• **EXERCISE PROMPT**: Which lines of the records contain the word "beige"? Filter them out and copy each one, with case counting.

• **Entries on locating named things**:
..........

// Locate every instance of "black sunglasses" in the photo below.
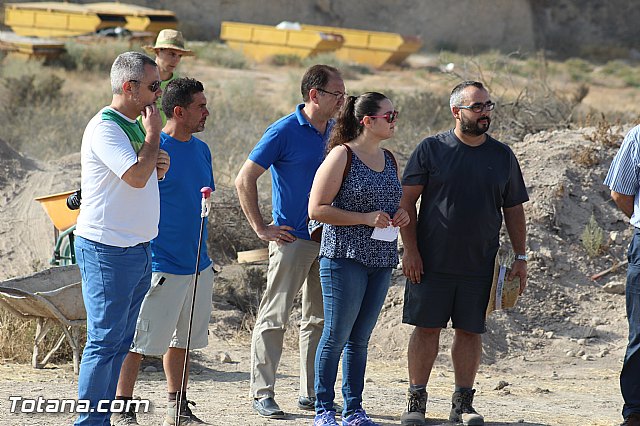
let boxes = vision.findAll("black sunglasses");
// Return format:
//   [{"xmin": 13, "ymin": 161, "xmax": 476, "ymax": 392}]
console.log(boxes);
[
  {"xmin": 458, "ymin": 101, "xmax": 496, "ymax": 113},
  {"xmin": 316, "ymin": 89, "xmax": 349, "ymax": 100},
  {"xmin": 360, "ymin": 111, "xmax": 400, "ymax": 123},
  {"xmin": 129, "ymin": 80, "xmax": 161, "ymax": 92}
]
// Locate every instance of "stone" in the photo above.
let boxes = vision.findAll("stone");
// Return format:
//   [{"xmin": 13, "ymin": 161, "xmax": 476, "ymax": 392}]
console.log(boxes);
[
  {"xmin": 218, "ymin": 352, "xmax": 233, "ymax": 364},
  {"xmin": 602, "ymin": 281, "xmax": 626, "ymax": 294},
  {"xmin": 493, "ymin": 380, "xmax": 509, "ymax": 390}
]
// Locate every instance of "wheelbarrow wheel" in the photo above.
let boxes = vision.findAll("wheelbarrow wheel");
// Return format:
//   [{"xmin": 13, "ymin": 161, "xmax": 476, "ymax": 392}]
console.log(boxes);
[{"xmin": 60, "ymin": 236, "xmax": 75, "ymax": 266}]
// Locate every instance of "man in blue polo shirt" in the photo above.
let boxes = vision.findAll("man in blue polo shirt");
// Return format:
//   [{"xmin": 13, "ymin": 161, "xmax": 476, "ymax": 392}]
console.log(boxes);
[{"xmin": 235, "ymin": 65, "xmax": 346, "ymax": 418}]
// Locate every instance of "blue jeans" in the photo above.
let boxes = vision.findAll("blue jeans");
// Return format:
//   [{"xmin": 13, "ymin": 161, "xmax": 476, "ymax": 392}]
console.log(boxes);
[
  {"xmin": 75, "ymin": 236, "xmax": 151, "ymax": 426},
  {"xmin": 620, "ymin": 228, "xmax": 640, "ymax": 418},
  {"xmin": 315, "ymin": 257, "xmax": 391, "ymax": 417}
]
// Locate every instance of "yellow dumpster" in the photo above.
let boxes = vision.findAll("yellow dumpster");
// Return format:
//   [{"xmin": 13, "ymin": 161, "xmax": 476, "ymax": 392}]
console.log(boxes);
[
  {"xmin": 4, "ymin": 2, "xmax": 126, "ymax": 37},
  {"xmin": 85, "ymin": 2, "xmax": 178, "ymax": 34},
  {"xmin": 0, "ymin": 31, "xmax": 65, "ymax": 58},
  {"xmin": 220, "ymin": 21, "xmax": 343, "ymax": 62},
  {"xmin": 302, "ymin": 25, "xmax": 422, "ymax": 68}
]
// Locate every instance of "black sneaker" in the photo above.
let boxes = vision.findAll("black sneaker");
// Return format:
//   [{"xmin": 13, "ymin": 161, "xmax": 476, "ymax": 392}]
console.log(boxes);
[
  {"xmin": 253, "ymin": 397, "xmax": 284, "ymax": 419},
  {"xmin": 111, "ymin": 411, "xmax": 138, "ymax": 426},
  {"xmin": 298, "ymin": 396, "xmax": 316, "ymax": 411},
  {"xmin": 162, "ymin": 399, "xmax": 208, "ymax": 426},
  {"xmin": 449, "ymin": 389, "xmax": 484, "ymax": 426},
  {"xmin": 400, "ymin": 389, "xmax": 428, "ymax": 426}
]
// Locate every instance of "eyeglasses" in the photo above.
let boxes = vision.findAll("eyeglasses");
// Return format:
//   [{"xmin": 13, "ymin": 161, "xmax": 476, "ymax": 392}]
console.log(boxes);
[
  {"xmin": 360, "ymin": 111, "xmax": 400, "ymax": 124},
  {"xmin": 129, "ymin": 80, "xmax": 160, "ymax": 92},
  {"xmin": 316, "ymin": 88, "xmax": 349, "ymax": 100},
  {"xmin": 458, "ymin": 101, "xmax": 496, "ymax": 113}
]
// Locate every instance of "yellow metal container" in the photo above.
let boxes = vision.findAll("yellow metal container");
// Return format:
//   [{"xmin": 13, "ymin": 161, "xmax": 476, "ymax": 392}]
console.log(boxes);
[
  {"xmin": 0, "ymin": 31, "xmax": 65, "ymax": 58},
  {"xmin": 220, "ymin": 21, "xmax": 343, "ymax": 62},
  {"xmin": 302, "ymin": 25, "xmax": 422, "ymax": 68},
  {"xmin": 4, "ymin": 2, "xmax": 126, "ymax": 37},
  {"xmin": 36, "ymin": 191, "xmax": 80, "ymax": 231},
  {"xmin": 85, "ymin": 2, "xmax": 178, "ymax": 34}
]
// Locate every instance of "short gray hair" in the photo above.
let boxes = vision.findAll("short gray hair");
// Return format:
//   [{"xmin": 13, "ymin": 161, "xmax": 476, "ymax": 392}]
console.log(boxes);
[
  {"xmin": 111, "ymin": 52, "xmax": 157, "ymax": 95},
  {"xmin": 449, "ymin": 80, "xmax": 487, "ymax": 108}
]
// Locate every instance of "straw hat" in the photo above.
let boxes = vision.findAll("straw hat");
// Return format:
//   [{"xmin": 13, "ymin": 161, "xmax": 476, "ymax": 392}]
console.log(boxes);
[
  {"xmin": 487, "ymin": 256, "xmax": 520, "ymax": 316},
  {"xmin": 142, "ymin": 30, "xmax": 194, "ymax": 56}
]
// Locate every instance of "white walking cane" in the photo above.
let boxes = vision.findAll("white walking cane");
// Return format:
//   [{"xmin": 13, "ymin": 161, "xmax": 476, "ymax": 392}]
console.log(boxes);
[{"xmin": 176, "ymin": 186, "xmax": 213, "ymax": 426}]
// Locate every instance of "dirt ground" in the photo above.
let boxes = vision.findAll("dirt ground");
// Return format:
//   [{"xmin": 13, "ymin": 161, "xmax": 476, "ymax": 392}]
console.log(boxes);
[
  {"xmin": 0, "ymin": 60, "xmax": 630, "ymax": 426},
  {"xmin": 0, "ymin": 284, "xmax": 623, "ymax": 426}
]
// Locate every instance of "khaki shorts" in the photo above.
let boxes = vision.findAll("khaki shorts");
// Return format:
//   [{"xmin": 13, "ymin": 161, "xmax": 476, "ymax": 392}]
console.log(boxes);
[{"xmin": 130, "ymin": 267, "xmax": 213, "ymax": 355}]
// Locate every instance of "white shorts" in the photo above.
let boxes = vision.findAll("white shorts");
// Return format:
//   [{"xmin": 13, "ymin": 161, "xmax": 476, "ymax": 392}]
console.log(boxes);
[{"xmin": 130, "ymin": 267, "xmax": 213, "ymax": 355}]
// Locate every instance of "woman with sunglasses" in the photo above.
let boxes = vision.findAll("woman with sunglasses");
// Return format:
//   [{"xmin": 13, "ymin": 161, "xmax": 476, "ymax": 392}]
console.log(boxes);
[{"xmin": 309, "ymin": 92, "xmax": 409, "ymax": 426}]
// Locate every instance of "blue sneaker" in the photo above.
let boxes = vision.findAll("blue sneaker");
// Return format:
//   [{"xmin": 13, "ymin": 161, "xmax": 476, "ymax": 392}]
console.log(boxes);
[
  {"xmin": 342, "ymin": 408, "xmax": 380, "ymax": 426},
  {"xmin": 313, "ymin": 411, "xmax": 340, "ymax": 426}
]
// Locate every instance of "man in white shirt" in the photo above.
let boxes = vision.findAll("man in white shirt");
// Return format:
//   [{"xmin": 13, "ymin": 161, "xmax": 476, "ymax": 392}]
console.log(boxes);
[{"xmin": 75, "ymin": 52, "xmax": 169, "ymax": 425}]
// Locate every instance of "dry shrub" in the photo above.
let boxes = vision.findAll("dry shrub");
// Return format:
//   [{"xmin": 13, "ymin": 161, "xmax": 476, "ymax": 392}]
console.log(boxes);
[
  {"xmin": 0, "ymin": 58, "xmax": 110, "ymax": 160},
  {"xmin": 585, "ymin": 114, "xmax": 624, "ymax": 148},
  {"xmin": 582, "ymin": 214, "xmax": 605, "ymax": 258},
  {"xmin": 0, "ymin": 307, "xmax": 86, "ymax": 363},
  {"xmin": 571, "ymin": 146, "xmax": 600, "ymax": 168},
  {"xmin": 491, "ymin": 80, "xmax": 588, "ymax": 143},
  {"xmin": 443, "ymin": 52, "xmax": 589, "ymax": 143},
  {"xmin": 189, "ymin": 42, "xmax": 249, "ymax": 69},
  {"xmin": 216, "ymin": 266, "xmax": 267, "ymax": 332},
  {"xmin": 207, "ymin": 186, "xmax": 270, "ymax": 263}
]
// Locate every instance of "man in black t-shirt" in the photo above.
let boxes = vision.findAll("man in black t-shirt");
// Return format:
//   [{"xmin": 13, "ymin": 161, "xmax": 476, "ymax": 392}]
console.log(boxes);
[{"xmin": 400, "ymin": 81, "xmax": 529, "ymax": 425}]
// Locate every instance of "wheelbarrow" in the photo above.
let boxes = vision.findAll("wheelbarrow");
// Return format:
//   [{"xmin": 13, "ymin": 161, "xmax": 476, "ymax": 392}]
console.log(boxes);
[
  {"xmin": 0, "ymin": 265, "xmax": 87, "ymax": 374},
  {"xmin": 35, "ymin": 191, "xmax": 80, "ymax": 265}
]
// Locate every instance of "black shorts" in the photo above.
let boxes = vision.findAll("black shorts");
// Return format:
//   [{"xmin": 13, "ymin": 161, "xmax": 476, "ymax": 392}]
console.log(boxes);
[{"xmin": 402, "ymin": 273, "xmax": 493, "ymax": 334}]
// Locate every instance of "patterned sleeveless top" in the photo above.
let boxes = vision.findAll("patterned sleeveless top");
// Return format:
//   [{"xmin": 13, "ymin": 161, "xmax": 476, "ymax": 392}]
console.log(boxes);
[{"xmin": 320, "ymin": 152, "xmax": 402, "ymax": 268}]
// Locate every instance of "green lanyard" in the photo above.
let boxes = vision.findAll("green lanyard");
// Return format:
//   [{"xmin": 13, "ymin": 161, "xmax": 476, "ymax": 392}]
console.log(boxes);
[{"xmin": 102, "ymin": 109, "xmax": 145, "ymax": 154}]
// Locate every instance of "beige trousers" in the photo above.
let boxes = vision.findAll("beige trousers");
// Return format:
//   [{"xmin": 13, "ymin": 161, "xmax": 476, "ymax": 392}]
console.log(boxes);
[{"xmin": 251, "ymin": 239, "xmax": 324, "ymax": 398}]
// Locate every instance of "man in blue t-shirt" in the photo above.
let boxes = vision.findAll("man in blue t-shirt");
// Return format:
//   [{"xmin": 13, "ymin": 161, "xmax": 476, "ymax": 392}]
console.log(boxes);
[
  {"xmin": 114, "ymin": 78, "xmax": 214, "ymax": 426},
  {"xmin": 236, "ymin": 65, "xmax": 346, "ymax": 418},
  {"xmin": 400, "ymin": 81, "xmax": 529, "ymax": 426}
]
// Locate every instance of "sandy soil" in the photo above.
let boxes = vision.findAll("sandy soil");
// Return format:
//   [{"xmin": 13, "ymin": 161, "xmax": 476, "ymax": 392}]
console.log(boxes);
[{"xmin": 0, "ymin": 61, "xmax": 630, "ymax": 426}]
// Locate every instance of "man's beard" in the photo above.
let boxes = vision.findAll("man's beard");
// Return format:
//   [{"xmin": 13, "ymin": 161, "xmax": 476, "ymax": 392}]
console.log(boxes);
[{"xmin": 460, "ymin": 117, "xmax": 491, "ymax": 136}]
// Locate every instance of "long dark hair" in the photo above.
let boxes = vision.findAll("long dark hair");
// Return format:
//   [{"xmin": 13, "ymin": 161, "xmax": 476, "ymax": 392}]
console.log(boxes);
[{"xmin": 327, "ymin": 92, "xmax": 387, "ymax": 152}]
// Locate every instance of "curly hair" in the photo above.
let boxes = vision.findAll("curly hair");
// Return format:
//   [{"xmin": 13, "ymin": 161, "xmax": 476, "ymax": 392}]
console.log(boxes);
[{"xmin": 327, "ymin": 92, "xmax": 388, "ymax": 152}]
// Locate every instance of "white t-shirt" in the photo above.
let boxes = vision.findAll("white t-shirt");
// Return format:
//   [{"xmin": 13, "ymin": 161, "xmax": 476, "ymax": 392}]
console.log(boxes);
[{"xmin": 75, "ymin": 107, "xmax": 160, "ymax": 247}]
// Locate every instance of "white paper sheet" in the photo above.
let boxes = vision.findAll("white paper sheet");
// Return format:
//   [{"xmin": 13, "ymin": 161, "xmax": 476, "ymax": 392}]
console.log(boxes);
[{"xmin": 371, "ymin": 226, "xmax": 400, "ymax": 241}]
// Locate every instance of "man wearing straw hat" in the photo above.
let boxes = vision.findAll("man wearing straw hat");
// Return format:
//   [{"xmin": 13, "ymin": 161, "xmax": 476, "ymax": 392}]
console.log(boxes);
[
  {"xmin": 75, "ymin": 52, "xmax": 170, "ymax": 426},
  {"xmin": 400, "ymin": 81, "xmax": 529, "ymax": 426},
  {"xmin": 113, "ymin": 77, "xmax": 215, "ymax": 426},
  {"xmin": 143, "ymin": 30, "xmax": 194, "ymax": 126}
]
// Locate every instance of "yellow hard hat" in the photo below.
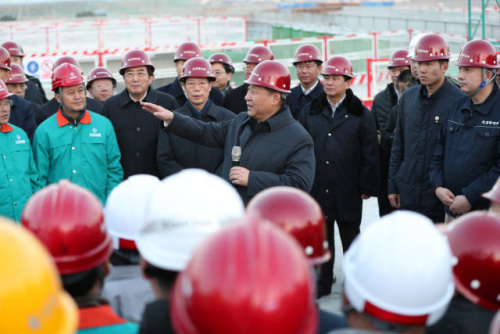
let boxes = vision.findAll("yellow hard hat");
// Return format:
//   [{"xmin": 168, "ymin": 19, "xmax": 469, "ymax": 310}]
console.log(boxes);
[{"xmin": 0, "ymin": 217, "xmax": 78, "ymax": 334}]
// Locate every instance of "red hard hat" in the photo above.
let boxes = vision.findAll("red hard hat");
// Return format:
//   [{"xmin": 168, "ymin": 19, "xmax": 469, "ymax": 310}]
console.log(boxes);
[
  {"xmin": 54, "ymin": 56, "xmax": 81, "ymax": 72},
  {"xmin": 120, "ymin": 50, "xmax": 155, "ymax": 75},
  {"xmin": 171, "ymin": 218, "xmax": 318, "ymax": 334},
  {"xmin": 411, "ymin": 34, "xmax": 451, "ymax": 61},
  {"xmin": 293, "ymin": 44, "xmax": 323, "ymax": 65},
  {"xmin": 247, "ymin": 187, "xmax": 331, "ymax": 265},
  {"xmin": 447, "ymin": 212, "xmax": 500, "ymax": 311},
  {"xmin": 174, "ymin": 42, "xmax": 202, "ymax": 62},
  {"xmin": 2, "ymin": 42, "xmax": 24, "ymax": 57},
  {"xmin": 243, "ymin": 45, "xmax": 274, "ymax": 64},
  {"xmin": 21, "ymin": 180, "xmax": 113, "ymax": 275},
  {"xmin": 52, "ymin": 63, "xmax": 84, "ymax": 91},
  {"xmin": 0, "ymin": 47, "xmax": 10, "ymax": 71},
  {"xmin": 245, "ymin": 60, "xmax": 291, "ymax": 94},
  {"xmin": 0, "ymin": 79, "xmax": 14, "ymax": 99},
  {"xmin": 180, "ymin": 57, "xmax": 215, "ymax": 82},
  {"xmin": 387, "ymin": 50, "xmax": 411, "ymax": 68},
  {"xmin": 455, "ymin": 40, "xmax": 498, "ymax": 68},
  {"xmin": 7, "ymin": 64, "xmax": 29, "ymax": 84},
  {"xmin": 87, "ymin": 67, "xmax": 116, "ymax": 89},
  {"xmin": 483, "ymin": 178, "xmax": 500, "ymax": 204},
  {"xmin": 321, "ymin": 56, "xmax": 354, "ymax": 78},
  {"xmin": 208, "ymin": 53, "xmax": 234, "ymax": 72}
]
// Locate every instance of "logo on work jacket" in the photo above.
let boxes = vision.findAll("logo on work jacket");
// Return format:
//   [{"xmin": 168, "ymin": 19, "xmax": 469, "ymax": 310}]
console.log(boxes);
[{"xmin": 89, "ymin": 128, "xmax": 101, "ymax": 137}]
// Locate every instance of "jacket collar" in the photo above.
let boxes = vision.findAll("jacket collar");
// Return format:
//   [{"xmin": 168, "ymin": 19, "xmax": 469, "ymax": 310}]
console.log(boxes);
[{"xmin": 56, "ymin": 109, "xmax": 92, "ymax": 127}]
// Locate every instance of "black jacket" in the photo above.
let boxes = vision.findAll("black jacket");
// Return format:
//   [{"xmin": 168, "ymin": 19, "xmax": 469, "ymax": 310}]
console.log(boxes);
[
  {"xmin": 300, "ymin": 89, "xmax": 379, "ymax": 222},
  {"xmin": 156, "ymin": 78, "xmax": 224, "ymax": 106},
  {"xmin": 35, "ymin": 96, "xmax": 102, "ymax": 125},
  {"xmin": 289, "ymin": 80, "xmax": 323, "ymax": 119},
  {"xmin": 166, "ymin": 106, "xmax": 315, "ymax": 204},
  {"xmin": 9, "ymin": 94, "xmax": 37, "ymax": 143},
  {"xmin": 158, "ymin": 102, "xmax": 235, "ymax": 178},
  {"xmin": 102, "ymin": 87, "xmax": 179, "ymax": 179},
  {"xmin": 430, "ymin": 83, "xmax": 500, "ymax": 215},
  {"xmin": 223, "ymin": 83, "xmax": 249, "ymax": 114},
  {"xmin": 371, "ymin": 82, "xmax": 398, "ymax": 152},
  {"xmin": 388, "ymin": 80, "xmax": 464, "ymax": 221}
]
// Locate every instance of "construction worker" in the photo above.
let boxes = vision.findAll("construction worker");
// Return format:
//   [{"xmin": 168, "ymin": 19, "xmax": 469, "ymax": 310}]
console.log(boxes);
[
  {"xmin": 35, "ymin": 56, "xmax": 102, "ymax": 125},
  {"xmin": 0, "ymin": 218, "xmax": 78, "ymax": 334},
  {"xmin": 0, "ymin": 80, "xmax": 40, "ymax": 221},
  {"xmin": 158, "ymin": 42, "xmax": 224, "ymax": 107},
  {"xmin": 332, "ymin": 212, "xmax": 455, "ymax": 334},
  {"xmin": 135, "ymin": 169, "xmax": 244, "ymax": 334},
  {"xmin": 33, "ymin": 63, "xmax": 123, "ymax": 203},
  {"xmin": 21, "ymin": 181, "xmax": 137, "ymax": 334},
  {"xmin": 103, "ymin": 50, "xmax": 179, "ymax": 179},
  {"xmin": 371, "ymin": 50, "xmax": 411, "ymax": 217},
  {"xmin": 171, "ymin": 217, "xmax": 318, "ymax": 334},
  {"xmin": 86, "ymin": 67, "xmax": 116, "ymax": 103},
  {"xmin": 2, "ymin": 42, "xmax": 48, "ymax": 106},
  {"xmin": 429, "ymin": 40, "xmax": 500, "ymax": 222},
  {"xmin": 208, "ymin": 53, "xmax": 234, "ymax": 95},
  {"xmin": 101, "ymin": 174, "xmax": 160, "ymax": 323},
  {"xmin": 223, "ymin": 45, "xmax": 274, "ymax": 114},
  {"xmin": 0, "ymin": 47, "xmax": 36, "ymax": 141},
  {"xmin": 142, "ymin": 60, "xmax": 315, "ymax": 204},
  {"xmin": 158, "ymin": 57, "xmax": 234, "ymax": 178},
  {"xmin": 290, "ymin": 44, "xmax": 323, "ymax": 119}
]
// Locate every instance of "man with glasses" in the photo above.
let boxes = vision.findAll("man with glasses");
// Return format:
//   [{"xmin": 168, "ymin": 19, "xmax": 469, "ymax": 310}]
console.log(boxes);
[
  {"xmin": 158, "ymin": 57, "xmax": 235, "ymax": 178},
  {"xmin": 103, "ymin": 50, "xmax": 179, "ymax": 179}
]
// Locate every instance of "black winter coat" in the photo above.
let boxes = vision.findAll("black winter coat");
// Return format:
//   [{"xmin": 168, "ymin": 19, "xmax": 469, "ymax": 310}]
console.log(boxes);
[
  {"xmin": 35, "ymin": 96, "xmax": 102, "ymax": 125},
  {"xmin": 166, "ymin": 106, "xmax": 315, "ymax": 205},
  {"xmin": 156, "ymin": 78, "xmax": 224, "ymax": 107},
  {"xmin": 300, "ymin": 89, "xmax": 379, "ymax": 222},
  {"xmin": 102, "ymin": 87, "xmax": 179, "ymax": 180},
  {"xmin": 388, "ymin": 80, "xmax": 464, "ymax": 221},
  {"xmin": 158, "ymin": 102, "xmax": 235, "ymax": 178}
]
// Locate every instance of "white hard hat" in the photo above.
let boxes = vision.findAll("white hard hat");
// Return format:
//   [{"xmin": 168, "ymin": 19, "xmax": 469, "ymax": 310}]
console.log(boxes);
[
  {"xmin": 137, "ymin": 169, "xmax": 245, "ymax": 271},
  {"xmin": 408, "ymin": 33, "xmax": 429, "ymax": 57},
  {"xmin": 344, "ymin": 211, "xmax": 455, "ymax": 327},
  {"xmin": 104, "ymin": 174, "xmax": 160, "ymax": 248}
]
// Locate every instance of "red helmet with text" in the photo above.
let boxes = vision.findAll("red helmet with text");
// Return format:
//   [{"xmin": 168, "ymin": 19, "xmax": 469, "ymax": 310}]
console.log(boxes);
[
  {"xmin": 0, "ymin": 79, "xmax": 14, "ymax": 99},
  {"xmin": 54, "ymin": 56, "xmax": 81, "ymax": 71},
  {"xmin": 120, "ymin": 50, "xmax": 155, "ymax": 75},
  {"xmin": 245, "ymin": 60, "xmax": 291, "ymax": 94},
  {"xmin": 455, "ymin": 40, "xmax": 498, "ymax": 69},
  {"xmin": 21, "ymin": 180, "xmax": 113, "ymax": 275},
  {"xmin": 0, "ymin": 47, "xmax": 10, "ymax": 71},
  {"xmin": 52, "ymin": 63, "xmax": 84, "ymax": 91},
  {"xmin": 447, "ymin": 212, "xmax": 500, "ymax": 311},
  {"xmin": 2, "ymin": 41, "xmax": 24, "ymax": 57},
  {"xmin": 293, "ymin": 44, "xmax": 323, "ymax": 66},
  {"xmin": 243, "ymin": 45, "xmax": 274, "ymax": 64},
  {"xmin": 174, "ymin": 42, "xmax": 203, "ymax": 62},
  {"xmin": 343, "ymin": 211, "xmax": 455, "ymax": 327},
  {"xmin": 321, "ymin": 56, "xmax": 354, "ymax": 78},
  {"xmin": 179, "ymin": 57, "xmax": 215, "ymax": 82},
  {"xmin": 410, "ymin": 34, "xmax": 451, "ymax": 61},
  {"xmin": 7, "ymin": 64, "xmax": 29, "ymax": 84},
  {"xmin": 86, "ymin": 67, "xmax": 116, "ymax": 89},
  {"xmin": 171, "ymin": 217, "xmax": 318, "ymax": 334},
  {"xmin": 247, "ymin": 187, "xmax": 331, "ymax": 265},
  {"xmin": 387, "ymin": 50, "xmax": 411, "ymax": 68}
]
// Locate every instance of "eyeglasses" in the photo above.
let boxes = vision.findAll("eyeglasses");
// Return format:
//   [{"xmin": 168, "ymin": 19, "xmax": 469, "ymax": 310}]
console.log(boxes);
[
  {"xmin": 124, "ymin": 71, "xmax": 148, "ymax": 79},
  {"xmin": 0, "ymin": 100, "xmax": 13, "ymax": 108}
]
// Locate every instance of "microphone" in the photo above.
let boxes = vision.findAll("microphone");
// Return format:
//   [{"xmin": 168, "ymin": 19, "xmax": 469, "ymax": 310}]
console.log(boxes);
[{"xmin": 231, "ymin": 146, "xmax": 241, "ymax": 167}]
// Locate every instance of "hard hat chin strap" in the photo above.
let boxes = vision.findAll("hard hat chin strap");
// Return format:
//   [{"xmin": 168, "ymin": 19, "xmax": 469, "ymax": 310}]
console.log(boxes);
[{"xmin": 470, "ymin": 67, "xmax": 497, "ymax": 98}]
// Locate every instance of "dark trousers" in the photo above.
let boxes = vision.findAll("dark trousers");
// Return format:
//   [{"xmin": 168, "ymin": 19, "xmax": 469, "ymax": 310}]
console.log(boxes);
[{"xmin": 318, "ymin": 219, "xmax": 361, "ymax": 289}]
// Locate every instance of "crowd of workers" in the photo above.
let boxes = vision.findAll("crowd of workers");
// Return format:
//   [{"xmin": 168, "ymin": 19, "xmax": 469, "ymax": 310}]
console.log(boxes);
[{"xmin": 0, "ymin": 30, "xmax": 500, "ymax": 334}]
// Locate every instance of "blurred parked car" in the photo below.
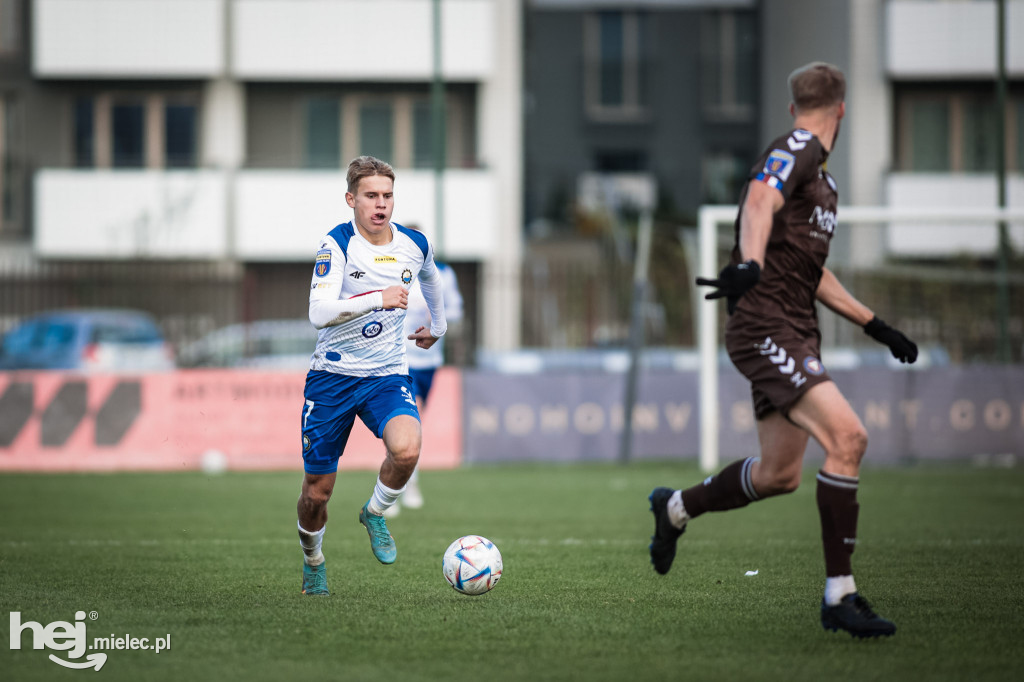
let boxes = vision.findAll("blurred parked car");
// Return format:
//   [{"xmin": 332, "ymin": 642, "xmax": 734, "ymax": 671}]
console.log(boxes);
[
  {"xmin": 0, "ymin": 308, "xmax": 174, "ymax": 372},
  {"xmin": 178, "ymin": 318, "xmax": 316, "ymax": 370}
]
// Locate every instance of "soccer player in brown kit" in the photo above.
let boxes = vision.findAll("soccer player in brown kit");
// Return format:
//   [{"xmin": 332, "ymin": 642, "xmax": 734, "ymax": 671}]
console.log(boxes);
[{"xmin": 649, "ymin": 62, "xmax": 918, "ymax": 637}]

..........

• **EXERCISE RESULT**:
// Locate every instance of "beige trousers" in the photo above.
let boxes = vision.findAll("beige trousers");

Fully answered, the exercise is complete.